** Exercise data follows **

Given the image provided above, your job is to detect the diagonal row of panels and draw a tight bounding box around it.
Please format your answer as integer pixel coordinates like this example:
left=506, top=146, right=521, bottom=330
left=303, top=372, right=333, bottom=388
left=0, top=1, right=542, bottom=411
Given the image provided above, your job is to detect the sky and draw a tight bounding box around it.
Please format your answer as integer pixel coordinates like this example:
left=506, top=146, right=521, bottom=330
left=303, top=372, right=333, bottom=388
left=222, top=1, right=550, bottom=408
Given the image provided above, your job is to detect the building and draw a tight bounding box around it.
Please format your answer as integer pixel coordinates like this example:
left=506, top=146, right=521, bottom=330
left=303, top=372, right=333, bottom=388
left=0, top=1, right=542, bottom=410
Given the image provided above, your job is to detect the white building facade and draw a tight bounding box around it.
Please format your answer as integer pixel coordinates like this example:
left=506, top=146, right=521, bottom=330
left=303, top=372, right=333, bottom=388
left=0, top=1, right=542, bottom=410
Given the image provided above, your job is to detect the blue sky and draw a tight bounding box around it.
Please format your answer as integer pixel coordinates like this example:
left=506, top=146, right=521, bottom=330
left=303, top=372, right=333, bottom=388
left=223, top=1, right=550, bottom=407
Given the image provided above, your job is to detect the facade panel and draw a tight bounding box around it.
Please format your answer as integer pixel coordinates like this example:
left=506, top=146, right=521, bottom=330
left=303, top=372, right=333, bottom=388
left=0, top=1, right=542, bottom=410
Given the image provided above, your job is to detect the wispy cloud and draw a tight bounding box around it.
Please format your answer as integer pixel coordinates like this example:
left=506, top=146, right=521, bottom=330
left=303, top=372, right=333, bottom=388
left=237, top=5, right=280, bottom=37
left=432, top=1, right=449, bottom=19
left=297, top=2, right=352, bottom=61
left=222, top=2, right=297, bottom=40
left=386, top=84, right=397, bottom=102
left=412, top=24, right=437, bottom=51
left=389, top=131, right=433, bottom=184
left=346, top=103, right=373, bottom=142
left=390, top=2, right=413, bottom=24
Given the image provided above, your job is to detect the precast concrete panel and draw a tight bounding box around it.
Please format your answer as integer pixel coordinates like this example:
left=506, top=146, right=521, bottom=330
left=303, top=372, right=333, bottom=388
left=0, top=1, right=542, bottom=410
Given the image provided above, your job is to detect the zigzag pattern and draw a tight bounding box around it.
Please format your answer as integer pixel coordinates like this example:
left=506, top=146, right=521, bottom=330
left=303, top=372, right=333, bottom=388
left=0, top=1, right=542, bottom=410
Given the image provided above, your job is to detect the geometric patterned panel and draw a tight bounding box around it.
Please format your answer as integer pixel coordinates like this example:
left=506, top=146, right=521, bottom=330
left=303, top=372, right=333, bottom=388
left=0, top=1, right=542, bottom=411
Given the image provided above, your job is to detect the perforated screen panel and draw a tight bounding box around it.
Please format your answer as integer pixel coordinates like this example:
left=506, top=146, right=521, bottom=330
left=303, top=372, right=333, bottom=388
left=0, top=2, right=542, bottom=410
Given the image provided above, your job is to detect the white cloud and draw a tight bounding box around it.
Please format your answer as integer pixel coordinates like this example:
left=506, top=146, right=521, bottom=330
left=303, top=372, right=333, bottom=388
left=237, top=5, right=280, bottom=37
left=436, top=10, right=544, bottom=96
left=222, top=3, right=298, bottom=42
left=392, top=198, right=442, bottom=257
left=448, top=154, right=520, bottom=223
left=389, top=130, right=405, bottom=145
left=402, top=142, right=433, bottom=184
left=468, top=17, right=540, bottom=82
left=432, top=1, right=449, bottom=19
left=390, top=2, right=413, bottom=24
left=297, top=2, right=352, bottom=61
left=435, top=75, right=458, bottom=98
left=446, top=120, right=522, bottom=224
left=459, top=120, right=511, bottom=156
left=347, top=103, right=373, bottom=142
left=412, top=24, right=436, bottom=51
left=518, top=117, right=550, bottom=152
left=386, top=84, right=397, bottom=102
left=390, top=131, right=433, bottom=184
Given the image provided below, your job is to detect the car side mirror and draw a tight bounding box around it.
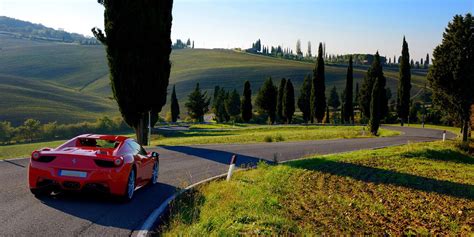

** End of Exercise data **

* Task goal: The answer is every line of the data, exactly as written, with the pictures dropped.

* Response:
Given the image provided above, your job is to detect the diagonal row of panels and draw a tight bounding box around it.
Please format your answer as integer pixel coordinates like this example:
left=506, top=146, right=521, bottom=330
left=303, top=372, right=333, bottom=388
left=0, top=1, right=542, bottom=411
Given the image provided above, your job is to detect the sky and draw a tight bounding box around it.
Please format your answer as integer pixel coordinates like this example:
left=506, top=146, right=521, bottom=330
left=303, top=372, right=333, bottom=388
left=222, top=1, right=550, bottom=408
Given the image provided above, your job is to detect the building and draw a tight bounding box around it.
Please format your answer as integer pixel coordinates like this example:
left=506, top=146, right=521, bottom=330
left=303, top=372, right=333, bottom=388
left=0, top=1, right=542, bottom=410
Given the image provided above, your job is to detect the white building facade and draw a tight bounding box around it.
Please format your answer as integer pixel coordinates like this example:
left=506, top=146, right=521, bottom=330
left=303, top=372, right=333, bottom=388
left=0, top=1, right=542, bottom=410
Given the image provided above, your job is to detect the blue sky and draw a tight bounding box around it.
Please format your answer as integer pixel coordinates like this example:
left=506, top=146, right=521, bottom=330
left=303, top=372, right=333, bottom=388
left=223, top=1, right=550, bottom=407
Given the image provided above, your job is to detect the facade panel and draw a tight bounding box around it.
Please format your answer as integer pixel coordinates like this example:
left=506, top=146, right=521, bottom=330
left=303, top=372, right=333, bottom=388
left=0, top=1, right=542, bottom=410
Given the image provided above, your job is to detect the wispy cloud and draw a tight bounding box around it.
Please format your answer as integer pixel coordinates like this example:
left=506, top=146, right=521, bottom=330
left=303, top=372, right=333, bottom=388
left=237, top=5, right=280, bottom=37
left=432, top=1, right=449, bottom=19
left=297, top=2, right=352, bottom=61
left=222, top=2, right=297, bottom=40
left=386, top=84, right=397, bottom=102
left=412, top=24, right=437, bottom=51
left=389, top=131, right=433, bottom=184
left=346, top=103, right=373, bottom=142
left=390, top=2, right=413, bottom=24
Given the image provided above, your job is to detect the precast concrete panel and draw a tight bounding box around it.
Please format your answer as integer pixel coordinates like this example:
left=506, top=146, right=521, bottom=330
left=303, top=372, right=333, bottom=388
left=0, top=1, right=542, bottom=410
Given the image provided above, your job is to detect the zigzag pattern and draw a tight bounding box around it.
Please format your answer as integer pixel coordinates like this example:
left=506, top=146, right=521, bottom=330
left=303, top=372, right=333, bottom=388
left=0, top=1, right=542, bottom=410
Given the image provided above, your job is to detect the geometric patterned panel and draw a tight bounding box around it.
Please format your answer as integer pixel coordinates like this example:
left=506, top=146, right=521, bottom=330
left=303, top=372, right=333, bottom=388
left=0, top=1, right=542, bottom=411
Given the image provided above, your job is to detect the perforated screen panel and draw a tight bounding box around it.
Please format your answer as integer pixel coordinates like this example:
left=506, top=146, right=521, bottom=330
left=303, top=372, right=333, bottom=388
left=0, top=2, right=542, bottom=410
Given the image provided above, your job is to detect the white cloud and draw a tight bounding box around it.
Please format your answer as integer pixel coordinates like this example:
left=506, top=146, right=521, bottom=330
left=303, top=372, right=333, bottom=388
left=237, top=5, right=280, bottom=37
left=436, top=10, right=544, bottom=96
left=222, top=3, right=298, bottom=42
left=392, top=198, right=442, bottom=257
left=448, top=154, right=520, bottom=223
left=389, top=130, right=405, bottom=145
left=402, top=142, right=433, bottom=184
left=468, top=17, right=540, bottom=82
left=432, top=1, right=449, bottom=19
left=390, top=2, right=413, bottom=24
left=297, top=2, right=352, bottom=61
left=435, top=75, right=458, bottom=98
left=446, top=120, right=522, bottom=224
left=459, top=120, right=511, bottom=156
left=347, top=103, right=373, bottom=142
left=412, top=24, right=436, bottom=51
left=518, top=117, right=550, bottom=152
left=386, top=84, right=397, bottom=102
left=390, top=131, right=433, bottom=184
Given the image provided below, your job is to detect the car side mirror and draw a tight bounding box around it.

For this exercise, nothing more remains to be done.